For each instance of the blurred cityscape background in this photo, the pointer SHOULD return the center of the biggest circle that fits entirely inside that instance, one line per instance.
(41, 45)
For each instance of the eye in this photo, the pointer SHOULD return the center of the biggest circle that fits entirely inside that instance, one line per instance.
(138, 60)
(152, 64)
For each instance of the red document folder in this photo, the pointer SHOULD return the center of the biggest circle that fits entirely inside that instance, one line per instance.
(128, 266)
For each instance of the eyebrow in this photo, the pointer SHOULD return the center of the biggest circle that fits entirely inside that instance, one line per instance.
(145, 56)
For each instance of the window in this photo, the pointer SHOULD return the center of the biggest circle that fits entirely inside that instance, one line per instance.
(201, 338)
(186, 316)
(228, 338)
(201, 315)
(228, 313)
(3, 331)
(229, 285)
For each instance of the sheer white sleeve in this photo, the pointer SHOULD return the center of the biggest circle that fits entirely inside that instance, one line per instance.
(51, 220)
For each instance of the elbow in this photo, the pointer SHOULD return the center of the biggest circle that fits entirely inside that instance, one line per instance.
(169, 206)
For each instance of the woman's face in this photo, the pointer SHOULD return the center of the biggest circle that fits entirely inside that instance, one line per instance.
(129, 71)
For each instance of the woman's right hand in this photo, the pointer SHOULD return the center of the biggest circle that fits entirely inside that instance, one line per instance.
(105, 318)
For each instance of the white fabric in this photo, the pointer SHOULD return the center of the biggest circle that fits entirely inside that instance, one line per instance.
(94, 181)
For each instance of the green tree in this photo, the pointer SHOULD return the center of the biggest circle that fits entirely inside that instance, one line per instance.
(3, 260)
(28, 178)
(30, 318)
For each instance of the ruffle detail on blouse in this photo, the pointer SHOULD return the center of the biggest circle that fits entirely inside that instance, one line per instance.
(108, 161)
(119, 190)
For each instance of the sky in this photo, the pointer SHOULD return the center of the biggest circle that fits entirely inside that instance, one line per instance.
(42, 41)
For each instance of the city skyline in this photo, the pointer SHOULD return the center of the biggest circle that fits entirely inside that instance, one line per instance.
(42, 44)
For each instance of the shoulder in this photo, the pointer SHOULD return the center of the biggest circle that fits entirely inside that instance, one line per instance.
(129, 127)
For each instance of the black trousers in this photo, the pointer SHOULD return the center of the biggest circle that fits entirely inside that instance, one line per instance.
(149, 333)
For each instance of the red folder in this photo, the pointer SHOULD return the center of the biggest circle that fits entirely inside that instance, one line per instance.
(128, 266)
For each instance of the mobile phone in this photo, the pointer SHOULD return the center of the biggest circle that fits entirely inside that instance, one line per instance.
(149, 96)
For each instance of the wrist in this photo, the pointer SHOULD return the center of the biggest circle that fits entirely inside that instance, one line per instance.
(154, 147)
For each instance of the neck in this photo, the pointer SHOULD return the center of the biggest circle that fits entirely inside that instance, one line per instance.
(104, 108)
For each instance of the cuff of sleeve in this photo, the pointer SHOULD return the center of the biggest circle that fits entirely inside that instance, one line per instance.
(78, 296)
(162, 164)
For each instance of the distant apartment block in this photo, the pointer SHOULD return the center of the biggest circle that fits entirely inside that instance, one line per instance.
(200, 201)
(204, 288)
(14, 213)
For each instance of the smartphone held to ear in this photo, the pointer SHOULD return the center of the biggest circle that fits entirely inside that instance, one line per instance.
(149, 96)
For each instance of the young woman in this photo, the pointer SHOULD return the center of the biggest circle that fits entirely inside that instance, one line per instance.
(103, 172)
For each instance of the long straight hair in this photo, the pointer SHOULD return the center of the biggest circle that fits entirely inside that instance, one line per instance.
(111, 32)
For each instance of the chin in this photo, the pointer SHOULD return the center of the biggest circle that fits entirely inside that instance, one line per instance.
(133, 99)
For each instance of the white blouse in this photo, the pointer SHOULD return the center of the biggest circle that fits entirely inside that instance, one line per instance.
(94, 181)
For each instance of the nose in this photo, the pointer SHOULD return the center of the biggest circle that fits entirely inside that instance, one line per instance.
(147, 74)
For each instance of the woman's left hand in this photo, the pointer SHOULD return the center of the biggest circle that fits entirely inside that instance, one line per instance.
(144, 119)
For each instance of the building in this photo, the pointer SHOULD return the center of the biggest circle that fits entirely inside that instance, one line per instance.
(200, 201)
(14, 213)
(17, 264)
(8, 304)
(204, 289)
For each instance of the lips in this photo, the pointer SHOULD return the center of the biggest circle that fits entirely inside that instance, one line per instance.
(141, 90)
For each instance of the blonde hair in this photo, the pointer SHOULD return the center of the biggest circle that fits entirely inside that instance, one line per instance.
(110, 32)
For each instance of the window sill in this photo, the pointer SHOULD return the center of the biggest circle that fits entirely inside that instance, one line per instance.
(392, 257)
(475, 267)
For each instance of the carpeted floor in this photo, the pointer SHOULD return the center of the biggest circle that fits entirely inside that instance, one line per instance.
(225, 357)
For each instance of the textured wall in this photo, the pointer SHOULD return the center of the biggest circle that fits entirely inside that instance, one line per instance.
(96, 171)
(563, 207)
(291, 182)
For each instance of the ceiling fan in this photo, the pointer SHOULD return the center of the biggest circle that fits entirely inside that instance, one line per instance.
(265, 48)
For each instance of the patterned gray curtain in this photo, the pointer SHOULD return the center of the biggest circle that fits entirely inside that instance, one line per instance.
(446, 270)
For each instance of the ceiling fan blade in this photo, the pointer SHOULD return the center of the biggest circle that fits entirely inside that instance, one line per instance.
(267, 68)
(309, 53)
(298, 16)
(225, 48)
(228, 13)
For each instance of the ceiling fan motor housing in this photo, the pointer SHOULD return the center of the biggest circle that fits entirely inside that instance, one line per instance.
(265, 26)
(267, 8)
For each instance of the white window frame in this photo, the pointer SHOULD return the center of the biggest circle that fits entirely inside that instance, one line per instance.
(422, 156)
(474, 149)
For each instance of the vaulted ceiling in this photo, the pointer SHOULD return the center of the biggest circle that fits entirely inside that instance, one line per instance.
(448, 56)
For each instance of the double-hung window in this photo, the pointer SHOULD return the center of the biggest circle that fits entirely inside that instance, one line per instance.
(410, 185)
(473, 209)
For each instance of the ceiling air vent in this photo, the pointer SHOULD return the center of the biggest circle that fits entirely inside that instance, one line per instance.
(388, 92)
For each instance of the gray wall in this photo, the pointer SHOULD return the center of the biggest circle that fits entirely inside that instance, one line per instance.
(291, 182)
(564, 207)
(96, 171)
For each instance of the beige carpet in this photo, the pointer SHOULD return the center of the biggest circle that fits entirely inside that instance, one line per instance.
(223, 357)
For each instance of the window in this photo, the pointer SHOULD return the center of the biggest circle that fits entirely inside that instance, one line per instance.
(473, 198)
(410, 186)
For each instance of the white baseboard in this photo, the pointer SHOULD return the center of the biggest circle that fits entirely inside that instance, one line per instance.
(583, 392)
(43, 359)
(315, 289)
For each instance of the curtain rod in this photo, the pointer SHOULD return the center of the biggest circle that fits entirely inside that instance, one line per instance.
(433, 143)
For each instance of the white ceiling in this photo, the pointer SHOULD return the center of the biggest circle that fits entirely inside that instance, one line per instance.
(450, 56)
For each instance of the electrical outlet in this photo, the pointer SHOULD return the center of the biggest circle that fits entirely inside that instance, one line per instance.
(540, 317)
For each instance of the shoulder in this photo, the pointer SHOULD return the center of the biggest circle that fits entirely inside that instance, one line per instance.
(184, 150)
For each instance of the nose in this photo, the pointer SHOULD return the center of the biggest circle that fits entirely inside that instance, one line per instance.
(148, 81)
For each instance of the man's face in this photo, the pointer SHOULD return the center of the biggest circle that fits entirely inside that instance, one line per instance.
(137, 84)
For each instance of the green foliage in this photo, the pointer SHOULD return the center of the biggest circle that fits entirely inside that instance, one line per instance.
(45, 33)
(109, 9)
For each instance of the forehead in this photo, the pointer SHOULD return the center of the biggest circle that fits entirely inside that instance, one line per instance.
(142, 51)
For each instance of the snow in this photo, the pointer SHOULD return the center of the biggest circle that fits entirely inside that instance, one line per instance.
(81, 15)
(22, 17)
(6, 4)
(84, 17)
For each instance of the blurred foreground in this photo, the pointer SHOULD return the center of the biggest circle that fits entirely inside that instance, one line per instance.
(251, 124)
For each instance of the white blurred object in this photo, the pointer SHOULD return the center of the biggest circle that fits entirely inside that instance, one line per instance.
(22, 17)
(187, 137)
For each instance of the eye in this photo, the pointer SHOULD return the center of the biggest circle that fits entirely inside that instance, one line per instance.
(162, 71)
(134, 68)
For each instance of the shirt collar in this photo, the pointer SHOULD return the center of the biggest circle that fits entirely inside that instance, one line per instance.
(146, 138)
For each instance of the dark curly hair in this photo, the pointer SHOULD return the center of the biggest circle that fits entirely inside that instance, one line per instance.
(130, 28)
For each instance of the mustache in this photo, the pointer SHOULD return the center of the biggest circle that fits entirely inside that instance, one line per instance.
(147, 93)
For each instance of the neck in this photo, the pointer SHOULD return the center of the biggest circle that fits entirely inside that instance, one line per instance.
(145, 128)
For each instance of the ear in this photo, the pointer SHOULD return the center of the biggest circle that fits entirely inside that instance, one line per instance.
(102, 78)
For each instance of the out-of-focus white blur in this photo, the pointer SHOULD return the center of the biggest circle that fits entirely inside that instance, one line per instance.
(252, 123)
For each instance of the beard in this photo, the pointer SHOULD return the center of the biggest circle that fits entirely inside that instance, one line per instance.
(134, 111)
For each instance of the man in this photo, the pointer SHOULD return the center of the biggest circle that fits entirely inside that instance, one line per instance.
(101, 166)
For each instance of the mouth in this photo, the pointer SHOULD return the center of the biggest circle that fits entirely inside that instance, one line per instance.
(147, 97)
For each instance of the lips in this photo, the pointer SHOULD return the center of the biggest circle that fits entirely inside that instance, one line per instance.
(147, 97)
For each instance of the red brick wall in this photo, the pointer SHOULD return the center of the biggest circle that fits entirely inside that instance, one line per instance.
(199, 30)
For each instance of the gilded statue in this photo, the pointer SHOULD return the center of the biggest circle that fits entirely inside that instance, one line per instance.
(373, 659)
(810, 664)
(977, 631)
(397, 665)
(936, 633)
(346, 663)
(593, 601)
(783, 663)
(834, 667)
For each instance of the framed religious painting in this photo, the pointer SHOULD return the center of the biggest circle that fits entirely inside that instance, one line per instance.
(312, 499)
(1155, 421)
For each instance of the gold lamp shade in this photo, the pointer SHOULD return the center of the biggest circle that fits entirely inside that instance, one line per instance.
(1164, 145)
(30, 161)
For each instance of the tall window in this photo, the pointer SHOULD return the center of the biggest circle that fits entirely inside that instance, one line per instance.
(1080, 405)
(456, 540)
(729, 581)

----------------------------------------

Objectif énoncé
Restituez sous forme de liste JSON de chaînes, à raison d'une chaîne par ligne et sans les lignes vides, les lignes ci-dessus allant de celle qui contient « For each instance of the gilded » jusqu'à la dernière, ces deux bornes comprises.

Réponse attendue
[
  "For each instance of the gilded statue in this photo, the pointer SHOULD return the center of the biggest circle that fits entirely inside that instance, one line per instance.",
  "(373, 659)",
  "(810, 664)",
  "(977, 631)",
  "(397, 665)",
  "(936, 633)",
  "(346, 663)",
  "(593, 601)",
  "(783, 663)",
  "(834, 667)",
  "For each instance of the framed religious painting in this photo, the pointer SHOULD return the center of the biggest circle that fits entirely inside that instance, one line per instance.",
  "(312, 499)",
  "(1155, 421)",
  "For each instance of the gold lamp shade in this photo, the pointer SHOULD return the center of the biggest circle that fits entirely inside that instance, one line per instance.",
  "(1164, 145)",
  "(30, 161)",
  "For each instance of the tall window in this photo, the pointer SHOULD return the center of the biggest circle that fits entirely inside that instance, one line per instance.",
  "(1080, 405)",
  "(456, 540)",
  "(729, 581)"
]